• Stated goal
Copy every line of the material that follows, character for character and without any change.

• Records drawn from a dataset
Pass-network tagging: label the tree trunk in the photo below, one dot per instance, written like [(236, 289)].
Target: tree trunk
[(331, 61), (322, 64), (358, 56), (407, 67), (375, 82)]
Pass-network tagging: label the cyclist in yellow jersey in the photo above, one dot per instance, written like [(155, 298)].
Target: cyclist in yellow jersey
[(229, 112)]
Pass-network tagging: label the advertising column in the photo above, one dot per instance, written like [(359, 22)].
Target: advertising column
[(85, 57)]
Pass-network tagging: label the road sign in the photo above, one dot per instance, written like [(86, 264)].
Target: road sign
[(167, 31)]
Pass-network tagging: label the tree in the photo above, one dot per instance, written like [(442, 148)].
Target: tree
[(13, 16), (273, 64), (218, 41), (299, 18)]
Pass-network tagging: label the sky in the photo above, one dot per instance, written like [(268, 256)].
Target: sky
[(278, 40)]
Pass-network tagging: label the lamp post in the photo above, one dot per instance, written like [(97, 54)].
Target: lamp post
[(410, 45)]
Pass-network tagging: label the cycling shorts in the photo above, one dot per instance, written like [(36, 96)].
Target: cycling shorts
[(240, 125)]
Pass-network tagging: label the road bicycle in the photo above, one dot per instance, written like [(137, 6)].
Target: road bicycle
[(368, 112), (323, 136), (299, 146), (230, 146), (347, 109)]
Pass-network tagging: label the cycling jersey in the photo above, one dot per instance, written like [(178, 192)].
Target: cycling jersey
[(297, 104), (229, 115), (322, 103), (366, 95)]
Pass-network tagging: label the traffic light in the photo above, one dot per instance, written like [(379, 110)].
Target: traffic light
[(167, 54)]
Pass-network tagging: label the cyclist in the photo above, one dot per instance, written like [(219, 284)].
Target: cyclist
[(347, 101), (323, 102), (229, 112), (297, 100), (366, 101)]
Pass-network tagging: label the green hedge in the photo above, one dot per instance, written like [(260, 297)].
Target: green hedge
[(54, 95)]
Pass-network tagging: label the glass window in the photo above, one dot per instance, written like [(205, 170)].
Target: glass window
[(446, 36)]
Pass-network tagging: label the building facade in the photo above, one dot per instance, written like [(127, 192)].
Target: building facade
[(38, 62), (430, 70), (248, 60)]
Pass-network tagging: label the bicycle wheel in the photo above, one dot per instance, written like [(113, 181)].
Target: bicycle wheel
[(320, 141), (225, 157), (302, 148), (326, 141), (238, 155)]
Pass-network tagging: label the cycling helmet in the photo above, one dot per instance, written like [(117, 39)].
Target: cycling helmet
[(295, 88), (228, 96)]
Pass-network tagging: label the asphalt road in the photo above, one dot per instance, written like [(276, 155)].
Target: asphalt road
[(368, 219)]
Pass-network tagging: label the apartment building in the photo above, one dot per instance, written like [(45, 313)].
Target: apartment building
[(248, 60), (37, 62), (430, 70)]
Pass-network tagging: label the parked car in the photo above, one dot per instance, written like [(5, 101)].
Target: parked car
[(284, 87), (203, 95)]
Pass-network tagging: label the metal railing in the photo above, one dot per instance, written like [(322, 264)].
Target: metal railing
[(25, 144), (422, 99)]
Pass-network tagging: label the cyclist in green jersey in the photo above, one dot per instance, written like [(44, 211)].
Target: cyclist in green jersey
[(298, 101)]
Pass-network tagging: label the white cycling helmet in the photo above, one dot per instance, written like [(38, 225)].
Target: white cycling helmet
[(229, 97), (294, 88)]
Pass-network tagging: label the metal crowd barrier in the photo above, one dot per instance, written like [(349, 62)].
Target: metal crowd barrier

• Full response
Pass-network tagging: label the tree trunk in the photo below, one dot per instance, written like [(236, 289)].
Target: tree trunk
[(331, 61), (322, 64), (358, 56), (407, 67), (375, 82)]
Pass-network tagging: label the cyclist in yellow jersey in the photo above, one dot per instance, written like [(155, 298)].
Target: cyclist in yellow jersey
[(229, 112)]
Pass-network tagging: label the advertising column in the photo above, one dot per instance, written like [(359, 22)].
Target: advertising column
[(85, 57)]
Pass-network tagging: label the road sign in the photo above, one dot per instance, written like [(86, 264)].
Target: road sign
[(167, 31)]
Pass-network tagging: label the tree in the photo above, one dot per instance, written like [(442, 148)].
Target: tree
[(13, 16), (273, 64), (218, 41), (299, 18)]
Pass-network tagging: label the sky in the photo above, one dot per instance, written like [(268, 256)].
Target: sky
[(278, 40)]
Pass-network tagging: label the lamp post in the photo above, one dot per instance, written like [(97, 54)].
Target: lamp post
[(410, 45)]
Pass-network tagging: label the cycling shorts in the photo above, one dot per instance, written like [(36, 96)].
Target: cycling shorts
[(240, 125)]
Pass-network tagging: label the road bicycle in the photo above, one dot per instance, written like [(137, 6)].
Target: road bicycle
[(368, 112), (323, 136), (299, 146), (230, 146), (347, 109)]
Pass-network tagging: label the cycling jersey in the photo above, one dot per instance, written like [(178, 192)].
Target: cycling jersey
[(297, 104), (229, 115), (322, 103), (366, 95)]
Pass-network tagging: label the traffic light in the photo above, one dot per instance, written like [(379, 110)].
Target: traffic light
[(167, 54)]
Pass-network tagging: label the cyclist in the photo above, one dot per instance, written like [(219, 284)].
Target: cyclist
[(347, 101), (323, 102), (229, 112), (297, 100), (366, 101)]
Pass-network tagging: label the green hedge in the photo above, one dot per instance, written like [(260, 297)].
Target: green hedge
[(54, 95)]
Pass-network tagging: label the glass window in the photo above, one dot per instance, written like [(205, 170)].
Target: glass window
[(446, 36)]
Pass-network tagging: label the building facade in the photo above, one dot per instance, written like [(127, 192)].
Target: building facade
[(38, 62), (430, 70), (248, 60)]
Pass-network tagging: label the bicycle wheel in the photo above, one dot per instance, written like [(113, 181)].
Target: bicycle wheel
[(320, 141), (225, 157), (302, 148), (326, 141), (238, 155)]
Pass-network tagging: label the cycling helmet in the photo above, one dot per instance, written like [(117, 39)].
Target: cycling helmet
[(295, 88), (228, 96)]
Pass-network tagging: label the asphalt road in the photo above, one dot per instance, written like [(276, 155)].
Target: asphalt road
[(368, 219)]
Pass-network tagging: label the apartment building in the photo above, one dot per instance, written like [(45, 313)].
Target: apartment building
[(248, 60), (37, 62), (430, 70)]
Pass-network tagging: label the parked car in the photo above, one dot per instance, written like [(5, 101)].
Target: parked car
[(284, 87), (203, 95)]
Pass-network tagging: label the metal railing in the photo above, one dot per instance, written like [(322, 264)].
Target: metal railing
[(25, 144), (422, 99)]
Pass-network tagging: label the cyclist in green jersey in the photo above, one dot per instance, written like [(44, 211)].
Target: cyclist in green jersey
[(298, 101)]
Pass-network tagging: label the white cycling helmet in the photo above, one dot per instance, written like [(38, 225)].
Target: white cycling helmet
[(229, 97), (294, 88)]
Pass-network tagging: label the metal crowd barrier in the photo above, one dot per instance, written like [(349, 62)].
Target: metal crowd barrier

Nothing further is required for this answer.